A new cancer therapy developed by Purdue University researchers attacks tumours by tricking cancer cells into absorbing a snippet of RNA that naturally blocks cell division.
As reported today in Oncogene, tumours treated with the new therapy did not increase in size over the course of a 21-day study, while untreated tumours tripled in size over the same time period.
Cancer can begin almost anywhere in the human body.
It is characterised by cells that divide uncontrollably and that may be able to ignore signals to die or stop dividing, and even evade the immune system.
The therapy, tested in mouse models, combines a delivery system that targets cancer cells with a specially modified version of microRNA-34a, a molecule that acts “like the brakes on a car,” slowing or stopping cell division, said Andrea Kasinski, lead author and the William and Patty Miller Associate Professor of biological sciences at Purdue University.
In addition to slowing or reversing tumour growth, the targeted microRNA-34a strongly suppressed the activity of at least three genes – MET, CD44 and AXL – known to drive cancer and resistance to other cancer therapies, for at least 120 hours.
The results indicate that the patent-pending therapy, the newest iteration in more than 15 years of work targeting microRNA to destroy cancer, could be effective on its own and in combination with existing drugs when used against cancers that have built drug resistance.

> [Exercise requirements]:
a: Translate this sentence from the article on the RNA cancer therapy into Spanish: "Cancer can begin almost anywhere in the human body."
b: In the article on the RNA cancer therapy, rewrite the part that opens with the words containing "The results indicate" and closes with "built drug resistance.", swapping "patent-pending" for "experimental".
c: Carry on the article on the RNA cancer therapy from the point where it stops.
The material comes from a separate source unrelated to the article on the RNA cancer therapy.

> [Supplied material]:
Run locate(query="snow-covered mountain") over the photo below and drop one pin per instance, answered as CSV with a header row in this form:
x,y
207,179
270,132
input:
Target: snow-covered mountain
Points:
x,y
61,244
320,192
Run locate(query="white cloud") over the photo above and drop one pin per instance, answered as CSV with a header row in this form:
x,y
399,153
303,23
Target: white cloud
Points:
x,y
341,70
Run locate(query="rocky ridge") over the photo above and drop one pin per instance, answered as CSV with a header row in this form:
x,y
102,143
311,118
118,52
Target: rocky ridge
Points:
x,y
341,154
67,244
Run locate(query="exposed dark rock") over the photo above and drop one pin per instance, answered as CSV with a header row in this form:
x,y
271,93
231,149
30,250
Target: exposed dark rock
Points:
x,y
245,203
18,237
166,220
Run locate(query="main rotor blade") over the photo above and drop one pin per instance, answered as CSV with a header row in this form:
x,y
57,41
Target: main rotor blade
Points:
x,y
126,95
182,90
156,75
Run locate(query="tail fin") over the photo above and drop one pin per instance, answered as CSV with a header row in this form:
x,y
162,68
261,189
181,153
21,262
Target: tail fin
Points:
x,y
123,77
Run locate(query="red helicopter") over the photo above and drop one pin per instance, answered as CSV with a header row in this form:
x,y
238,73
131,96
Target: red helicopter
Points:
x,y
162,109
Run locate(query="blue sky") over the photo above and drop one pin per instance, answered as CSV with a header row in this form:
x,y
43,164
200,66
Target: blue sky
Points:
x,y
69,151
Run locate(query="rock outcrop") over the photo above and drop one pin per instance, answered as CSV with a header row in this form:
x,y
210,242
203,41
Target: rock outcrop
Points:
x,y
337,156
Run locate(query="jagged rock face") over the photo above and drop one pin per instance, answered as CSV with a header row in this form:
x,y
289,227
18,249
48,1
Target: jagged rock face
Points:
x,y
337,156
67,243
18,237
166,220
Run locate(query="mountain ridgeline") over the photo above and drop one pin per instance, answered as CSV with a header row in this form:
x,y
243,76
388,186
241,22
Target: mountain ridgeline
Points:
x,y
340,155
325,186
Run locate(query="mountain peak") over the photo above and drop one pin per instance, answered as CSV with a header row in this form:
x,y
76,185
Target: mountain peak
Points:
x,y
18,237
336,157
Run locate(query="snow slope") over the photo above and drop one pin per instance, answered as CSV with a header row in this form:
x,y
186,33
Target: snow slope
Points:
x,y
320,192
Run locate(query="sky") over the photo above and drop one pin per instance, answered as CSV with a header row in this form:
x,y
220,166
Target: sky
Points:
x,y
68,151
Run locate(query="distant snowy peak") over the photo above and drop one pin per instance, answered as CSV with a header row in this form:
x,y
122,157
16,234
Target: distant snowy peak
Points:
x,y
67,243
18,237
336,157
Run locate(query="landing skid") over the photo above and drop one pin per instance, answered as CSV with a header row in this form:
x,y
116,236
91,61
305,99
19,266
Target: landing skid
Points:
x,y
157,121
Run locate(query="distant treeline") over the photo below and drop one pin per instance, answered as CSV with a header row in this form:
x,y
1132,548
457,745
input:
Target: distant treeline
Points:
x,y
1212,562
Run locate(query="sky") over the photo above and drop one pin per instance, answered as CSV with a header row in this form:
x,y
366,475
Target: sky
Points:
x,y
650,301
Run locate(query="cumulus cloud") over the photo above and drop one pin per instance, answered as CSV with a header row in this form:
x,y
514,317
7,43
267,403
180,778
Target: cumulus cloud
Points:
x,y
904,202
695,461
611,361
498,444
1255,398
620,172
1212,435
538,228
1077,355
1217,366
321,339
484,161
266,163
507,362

> [Answers for the tasks]:
a: El cáncer puede comenzar casi en cualquier parte del cuerpo humano.

b:
The results indicate that the experimental therapy, the newest iteration in more than 15 years of work targeting microRNA to destroy cancer, could be effective on its own and in combination with existing drugs when used against cancers that have built drug resistance.

c:
“When we acquired the data, I was ecstatic. I am confident that this approach is better than the current standard of treatment and that there are patients who will benefit from this,” said Kasinski, a member of the Purdue Institute for Cancer Research.
MicroRNA-34a is a short double strand of ribonucleic acid – a string of ribonucleic acids attached like the teeth of a zipper along the length of a sugar-phosphate chain.
The two strings of the microRNA are unevenly zipped together, with one string acting to guide a protein complex to the worksite in the cell while the other string is destroyed.
In healthy cells, microRNA-34a is abundant, but its presence is dramatically reduced in many cancer cells.
While the idea of reintroducing microRNA-34a to cancer cells appears simple, the research team had to overcome many challenges in crafting an effective therapy.
Naturally occurring RNA breaks down rapidly, so to improve the durability of the therapy, the team stabilised microRNA-34a by adding several small clusters of atoms along the length of the strand.
The team modelled its modifications on an FDA-approved chemical structure that researchers at the biotechnology company Alnylam used on similar short-interfering RNAs.
Experiments on mouse models show the modified microRNA-34a endures for at least 120 hours after being introduced.
As a bonus, the fully modified microRNA-34a is invisible to the immune system, which would ordinarily attack double-stranded RNA introduced to the body.
To ensure the modified microRNA-34a makes it to cancer cells, the team attached the double strand to a molecule of the vitamin folate.
The surfaces of all cells in our body have receptors that bind to folate and draw the vitamin into the cell, but the cells in many cancers – breast, lung, ovarian and cervical – have far more folate receptors on their cell surface than do healthy cells.
The tiny microRNA-34a and folate compound penetrates the dense tissue of tumours and binds to the folate receptor on the cell surface. It is then drawn inside in a little bag of cell membrane called a vesicle.
Once inside the cell, some of the microRNA-34a is able to escape the vesicle and slows cell division.
The targeted specificity of the therapy reduces the amount of the compound that must be administered to be effective, which in turn reduces potential toxicity, side effects and cost.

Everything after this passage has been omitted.